TASK ITEM →
When the string "white" is part of a line in the data below, report the whole line.

ENTRIES SHOWN →

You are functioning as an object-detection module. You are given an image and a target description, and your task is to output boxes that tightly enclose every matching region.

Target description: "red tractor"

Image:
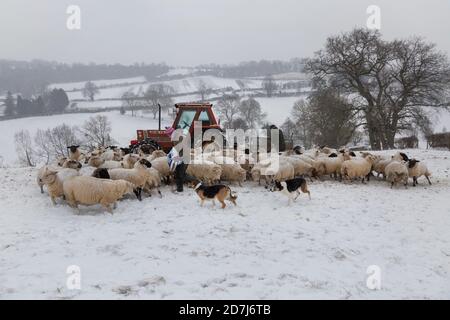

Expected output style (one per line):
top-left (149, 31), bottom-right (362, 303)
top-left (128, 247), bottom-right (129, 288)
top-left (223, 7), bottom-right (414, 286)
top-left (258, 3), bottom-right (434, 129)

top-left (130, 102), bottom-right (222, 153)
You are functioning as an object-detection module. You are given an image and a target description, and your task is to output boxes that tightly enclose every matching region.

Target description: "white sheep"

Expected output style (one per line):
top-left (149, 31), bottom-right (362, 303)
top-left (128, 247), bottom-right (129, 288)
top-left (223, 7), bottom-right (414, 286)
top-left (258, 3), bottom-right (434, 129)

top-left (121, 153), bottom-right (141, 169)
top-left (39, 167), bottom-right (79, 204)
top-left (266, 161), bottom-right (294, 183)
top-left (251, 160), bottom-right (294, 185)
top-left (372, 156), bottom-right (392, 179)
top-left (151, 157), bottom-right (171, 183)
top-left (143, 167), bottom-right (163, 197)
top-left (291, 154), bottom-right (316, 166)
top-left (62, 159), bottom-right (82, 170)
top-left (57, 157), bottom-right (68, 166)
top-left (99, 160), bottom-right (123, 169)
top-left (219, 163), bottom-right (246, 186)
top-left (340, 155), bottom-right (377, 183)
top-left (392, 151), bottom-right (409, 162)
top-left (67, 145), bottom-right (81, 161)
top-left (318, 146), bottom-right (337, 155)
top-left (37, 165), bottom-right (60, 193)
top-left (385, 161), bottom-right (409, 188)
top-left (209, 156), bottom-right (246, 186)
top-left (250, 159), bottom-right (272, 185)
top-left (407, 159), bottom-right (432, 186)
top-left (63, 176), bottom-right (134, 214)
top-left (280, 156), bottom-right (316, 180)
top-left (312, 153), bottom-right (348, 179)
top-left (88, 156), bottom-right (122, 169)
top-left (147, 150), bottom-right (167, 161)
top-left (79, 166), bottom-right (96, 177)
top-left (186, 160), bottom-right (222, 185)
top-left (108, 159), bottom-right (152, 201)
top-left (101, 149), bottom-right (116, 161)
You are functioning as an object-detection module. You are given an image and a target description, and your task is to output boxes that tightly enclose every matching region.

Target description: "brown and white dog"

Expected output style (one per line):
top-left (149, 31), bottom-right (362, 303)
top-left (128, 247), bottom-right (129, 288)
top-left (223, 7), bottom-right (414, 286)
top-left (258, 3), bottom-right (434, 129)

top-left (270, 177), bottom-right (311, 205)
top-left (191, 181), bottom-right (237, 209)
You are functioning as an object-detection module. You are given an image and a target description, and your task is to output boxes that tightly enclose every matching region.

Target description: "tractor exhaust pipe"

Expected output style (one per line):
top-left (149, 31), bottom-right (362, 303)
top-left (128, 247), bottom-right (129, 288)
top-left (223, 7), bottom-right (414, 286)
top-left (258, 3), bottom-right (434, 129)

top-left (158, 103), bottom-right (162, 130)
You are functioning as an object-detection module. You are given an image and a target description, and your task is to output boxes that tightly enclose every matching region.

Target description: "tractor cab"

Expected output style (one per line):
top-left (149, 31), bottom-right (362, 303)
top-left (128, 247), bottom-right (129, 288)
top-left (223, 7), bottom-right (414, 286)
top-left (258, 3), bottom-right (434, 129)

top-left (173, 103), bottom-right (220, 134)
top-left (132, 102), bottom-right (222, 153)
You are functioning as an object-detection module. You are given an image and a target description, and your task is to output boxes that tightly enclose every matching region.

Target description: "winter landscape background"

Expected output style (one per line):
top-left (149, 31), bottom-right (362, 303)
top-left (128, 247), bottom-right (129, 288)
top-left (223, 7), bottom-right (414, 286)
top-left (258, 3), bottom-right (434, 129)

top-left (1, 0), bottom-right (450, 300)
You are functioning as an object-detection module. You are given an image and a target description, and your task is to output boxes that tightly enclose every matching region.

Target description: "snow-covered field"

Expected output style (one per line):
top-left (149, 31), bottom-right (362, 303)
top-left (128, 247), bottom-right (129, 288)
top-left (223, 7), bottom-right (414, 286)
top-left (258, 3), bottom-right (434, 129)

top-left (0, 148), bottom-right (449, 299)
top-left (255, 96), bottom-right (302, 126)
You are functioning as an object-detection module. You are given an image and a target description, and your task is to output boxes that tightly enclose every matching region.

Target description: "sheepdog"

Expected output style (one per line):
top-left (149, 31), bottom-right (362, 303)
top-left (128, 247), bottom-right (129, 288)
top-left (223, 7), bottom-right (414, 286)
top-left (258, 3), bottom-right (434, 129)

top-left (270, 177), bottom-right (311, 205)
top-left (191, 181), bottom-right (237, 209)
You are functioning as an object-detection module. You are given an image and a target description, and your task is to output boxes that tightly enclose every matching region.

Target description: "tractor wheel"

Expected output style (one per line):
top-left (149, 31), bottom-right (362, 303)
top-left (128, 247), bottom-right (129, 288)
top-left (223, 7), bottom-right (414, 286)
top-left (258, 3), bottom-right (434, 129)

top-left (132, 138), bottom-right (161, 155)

EXERCISE RESULT →
Target description: "white sheep"
Target description: "brown and white dog"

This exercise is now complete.